# START OF Data for this task

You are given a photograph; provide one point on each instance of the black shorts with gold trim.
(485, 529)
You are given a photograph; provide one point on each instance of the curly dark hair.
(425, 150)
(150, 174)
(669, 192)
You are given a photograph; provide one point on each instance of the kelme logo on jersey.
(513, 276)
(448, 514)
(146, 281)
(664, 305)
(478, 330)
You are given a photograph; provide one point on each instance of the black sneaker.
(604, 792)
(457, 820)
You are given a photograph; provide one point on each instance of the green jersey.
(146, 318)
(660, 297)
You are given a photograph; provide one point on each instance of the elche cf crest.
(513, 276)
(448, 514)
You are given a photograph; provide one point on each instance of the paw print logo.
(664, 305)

# END OF Data for this task
# START OF Data for this task

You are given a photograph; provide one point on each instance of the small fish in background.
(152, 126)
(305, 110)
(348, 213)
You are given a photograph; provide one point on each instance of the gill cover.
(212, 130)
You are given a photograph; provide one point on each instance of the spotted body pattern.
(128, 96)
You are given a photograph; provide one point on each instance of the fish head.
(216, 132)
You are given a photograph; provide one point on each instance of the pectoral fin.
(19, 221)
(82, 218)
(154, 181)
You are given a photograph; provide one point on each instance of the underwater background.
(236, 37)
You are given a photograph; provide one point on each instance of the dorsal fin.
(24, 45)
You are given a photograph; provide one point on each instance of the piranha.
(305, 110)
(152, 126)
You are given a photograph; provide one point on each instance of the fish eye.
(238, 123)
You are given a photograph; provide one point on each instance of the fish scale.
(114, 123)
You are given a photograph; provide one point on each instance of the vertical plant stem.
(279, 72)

# END OF Data for this task

### Job:
From the listing above, pick out and copy every line containing the string "jersey". Match case exactly.

### Task result:
You are given a photograph; provide one point on each instance of the kelme logo on jersey.
You are given a photograph; provide one point on each instance of the green jersey.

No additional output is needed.